_ASSIGNMENT:_
Look through the data below. Collect every line where the word "glow" occurs.

INPUT START

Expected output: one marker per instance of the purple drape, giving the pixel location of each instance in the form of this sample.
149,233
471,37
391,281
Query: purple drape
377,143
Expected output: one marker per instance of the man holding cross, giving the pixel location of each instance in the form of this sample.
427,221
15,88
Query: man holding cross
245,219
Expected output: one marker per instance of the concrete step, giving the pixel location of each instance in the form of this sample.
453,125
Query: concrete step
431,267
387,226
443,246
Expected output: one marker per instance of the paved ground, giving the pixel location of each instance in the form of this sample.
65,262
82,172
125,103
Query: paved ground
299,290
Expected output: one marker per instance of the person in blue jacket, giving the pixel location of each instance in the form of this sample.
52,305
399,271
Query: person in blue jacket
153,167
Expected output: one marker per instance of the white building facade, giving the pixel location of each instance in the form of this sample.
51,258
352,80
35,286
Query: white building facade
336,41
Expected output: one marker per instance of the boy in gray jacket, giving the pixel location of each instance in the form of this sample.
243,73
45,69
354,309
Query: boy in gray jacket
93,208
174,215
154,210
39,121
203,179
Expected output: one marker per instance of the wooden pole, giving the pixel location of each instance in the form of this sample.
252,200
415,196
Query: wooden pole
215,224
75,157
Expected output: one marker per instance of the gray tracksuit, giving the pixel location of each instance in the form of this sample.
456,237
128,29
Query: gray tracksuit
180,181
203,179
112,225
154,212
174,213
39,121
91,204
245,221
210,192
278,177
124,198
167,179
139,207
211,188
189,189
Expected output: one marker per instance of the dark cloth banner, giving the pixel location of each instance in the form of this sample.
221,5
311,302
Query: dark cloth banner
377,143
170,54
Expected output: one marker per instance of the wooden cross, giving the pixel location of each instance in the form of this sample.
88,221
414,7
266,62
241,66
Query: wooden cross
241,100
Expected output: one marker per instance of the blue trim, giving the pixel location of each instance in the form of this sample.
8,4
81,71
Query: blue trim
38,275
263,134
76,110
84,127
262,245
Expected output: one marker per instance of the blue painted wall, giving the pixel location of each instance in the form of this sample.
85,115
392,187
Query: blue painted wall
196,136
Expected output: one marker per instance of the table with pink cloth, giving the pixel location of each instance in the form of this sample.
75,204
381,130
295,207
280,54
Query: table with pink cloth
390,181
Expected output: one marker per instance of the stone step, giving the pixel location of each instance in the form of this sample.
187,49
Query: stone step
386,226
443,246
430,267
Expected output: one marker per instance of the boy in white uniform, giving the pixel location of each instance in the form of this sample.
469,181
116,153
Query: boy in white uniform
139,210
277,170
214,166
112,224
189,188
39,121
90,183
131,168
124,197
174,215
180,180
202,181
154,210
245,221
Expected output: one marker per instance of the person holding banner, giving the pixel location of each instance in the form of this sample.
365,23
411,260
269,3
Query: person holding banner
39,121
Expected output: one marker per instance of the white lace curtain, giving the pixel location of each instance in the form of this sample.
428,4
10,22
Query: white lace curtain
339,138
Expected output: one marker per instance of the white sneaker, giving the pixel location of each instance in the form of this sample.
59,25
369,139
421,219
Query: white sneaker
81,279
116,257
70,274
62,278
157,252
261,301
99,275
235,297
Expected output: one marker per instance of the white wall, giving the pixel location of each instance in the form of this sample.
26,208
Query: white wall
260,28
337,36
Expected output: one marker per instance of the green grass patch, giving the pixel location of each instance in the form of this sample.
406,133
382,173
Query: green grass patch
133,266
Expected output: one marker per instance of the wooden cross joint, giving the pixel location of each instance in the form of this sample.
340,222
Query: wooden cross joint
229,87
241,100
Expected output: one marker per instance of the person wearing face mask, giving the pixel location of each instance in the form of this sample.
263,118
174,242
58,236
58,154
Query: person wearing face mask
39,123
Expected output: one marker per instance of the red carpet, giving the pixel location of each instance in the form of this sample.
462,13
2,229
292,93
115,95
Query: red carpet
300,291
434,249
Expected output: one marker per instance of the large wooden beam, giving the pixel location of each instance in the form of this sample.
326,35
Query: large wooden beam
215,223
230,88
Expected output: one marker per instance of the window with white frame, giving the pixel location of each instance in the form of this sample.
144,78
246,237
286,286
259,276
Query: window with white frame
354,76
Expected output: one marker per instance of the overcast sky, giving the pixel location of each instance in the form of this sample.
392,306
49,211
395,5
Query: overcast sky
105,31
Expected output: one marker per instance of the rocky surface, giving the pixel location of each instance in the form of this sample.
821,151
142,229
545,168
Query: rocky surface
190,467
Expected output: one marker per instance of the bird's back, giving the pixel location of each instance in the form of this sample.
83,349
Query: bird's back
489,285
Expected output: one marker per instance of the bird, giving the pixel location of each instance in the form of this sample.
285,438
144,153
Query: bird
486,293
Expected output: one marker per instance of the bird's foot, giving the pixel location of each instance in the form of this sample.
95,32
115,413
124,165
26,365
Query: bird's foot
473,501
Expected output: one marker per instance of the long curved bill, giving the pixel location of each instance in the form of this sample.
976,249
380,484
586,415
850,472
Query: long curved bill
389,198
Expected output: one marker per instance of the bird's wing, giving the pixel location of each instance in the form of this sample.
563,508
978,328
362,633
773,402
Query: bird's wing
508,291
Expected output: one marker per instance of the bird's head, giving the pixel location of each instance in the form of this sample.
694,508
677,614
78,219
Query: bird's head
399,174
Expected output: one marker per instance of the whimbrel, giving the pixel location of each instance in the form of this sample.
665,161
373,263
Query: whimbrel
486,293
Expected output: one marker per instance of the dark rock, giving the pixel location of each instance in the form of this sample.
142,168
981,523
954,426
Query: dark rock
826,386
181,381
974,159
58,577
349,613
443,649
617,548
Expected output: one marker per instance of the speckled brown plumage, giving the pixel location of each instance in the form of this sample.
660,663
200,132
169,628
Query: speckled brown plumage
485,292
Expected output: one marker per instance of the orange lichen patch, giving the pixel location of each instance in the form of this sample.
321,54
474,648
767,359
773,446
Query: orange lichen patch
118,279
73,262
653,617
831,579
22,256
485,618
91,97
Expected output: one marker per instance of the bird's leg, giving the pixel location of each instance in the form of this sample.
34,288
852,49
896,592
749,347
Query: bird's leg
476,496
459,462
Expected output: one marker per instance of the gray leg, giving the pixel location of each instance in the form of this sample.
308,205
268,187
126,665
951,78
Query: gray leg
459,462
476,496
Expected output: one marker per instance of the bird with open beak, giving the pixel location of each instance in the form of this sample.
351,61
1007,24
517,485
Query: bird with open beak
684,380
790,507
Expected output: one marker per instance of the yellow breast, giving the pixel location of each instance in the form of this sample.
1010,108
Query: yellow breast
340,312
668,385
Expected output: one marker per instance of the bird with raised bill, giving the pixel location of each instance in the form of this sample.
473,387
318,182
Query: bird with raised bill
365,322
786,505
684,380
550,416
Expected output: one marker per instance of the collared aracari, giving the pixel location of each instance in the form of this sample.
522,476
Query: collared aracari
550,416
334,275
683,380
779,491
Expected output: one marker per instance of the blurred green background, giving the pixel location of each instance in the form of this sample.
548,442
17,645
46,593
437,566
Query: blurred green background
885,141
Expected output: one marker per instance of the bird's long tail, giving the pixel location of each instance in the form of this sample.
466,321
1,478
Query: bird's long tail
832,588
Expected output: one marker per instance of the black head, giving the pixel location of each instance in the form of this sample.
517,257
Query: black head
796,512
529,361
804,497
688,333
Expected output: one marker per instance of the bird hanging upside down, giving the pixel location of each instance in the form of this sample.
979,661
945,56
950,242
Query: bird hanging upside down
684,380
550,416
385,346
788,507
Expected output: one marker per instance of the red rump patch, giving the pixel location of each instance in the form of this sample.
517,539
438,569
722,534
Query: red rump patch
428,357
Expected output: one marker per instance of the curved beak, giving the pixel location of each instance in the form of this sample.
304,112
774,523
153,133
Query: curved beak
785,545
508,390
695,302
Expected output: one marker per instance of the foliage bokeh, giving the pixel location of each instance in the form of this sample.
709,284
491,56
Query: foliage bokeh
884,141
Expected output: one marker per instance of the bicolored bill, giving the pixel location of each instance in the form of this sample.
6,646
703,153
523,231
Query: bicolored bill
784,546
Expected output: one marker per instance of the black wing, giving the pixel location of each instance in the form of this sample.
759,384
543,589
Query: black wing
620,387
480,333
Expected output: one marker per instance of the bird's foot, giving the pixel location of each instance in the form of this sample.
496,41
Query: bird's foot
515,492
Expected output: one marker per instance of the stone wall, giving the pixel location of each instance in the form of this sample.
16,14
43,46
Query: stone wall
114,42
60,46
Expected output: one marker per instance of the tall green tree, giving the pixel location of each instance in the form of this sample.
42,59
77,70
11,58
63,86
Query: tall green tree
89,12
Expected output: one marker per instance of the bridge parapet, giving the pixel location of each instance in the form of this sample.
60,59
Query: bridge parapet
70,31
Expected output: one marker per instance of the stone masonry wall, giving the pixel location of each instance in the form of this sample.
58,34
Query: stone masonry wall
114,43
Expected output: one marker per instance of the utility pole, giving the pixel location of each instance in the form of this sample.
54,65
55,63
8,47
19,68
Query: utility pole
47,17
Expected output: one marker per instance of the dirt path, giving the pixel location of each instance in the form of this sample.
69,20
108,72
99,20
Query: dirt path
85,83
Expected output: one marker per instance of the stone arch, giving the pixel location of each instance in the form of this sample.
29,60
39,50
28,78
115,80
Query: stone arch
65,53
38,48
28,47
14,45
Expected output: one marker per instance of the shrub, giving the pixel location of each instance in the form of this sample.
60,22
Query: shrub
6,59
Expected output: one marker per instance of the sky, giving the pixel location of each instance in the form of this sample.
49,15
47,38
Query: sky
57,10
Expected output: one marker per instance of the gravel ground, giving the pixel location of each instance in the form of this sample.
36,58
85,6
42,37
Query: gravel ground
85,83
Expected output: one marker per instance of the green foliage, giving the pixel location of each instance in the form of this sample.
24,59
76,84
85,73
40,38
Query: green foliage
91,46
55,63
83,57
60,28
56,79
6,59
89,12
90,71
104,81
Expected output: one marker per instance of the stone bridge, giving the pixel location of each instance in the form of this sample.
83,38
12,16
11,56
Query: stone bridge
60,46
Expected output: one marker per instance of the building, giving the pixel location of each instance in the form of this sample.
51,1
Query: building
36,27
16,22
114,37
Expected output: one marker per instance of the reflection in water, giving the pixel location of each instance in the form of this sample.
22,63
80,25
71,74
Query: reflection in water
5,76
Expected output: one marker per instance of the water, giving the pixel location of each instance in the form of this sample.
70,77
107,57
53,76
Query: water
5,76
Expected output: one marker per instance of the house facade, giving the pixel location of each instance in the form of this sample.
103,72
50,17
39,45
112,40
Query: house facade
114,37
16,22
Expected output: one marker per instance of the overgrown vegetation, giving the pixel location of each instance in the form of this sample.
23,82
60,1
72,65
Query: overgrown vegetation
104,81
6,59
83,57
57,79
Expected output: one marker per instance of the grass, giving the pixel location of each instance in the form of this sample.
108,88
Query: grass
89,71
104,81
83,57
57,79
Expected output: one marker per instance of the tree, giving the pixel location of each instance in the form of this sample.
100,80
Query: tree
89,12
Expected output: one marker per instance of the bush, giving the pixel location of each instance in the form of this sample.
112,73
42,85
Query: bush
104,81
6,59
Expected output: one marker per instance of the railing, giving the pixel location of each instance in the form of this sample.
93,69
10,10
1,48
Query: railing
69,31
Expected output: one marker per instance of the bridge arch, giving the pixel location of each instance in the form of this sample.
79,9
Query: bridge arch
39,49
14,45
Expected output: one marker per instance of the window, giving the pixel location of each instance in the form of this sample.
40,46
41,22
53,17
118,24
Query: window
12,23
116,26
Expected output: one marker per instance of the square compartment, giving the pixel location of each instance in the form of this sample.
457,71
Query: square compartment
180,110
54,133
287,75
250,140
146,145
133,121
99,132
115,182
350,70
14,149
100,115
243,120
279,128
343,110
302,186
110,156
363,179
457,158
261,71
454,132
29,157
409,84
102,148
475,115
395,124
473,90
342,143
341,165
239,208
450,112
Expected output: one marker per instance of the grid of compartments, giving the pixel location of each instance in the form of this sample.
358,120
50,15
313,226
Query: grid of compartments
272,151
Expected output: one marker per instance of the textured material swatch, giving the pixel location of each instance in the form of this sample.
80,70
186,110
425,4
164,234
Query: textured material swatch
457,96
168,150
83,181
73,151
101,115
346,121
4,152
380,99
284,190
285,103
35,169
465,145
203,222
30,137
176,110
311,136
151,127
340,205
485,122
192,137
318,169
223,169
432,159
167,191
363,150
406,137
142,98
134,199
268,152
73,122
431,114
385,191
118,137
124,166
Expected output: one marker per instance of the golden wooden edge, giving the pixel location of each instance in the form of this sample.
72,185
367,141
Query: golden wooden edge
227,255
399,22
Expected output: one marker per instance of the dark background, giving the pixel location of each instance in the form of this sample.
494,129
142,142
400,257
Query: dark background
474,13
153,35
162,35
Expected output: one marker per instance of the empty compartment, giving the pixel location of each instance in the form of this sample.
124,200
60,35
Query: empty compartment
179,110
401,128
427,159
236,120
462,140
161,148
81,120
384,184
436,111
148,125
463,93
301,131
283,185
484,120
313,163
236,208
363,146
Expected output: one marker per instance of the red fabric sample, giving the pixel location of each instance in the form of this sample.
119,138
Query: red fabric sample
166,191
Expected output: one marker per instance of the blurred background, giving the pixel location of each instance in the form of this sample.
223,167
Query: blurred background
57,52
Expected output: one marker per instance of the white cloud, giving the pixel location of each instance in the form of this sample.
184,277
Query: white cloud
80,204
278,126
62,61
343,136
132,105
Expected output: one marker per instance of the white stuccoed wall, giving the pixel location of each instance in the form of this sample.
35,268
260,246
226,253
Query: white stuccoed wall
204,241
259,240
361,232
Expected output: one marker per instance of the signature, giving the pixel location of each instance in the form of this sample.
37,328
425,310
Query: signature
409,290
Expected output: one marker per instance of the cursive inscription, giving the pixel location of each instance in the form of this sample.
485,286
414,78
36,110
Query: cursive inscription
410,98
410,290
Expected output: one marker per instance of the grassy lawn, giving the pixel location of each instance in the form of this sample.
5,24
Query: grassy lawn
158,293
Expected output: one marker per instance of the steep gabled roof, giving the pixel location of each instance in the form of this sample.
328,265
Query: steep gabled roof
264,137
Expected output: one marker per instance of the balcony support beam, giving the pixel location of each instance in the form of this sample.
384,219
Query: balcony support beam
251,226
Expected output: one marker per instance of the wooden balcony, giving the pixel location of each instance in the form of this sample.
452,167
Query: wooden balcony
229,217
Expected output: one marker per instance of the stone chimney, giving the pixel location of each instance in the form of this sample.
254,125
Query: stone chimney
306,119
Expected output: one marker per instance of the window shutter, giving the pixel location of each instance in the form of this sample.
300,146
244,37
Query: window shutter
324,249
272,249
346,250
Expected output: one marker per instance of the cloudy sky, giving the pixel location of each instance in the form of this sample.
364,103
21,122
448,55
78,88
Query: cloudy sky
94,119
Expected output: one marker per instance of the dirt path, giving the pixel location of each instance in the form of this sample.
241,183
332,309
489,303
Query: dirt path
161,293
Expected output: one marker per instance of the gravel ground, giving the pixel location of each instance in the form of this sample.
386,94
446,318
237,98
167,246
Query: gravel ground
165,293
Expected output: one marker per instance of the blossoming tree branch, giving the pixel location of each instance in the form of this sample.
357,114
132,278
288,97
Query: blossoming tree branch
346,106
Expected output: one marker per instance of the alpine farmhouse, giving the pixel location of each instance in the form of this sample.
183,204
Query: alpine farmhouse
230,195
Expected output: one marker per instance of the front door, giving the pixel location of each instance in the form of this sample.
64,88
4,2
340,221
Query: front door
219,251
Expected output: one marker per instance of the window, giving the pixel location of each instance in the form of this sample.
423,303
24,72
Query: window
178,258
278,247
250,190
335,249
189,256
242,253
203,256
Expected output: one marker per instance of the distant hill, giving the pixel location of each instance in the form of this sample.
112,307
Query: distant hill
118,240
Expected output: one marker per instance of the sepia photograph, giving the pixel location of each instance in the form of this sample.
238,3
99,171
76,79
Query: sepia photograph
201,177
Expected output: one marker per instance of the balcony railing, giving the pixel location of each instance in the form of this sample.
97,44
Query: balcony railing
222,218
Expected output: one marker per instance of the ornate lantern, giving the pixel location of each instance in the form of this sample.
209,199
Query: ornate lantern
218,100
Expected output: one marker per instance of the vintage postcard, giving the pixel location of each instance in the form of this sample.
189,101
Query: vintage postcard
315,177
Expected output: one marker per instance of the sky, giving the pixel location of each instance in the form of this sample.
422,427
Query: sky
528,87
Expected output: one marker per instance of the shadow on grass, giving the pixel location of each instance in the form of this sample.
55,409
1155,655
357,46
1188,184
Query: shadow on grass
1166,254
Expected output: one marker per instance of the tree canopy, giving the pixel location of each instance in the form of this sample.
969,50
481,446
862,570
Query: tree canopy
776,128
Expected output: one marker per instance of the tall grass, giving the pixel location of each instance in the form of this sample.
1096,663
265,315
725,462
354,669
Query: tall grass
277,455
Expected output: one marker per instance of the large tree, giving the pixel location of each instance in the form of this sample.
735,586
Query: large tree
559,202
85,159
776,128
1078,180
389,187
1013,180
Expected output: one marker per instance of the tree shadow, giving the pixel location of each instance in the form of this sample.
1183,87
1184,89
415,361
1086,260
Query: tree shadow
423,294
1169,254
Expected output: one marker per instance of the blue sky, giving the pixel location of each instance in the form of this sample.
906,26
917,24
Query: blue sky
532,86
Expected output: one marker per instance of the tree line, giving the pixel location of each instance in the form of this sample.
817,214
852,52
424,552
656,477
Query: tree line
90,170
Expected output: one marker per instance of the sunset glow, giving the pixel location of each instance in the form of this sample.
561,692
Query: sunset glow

INPUT END

_REPLY TO THE EXERCISE:_
Expected output: one marker per instance of the sunset glow, giving the pixel location of each instance in the form of this sample.
Query: sunset glow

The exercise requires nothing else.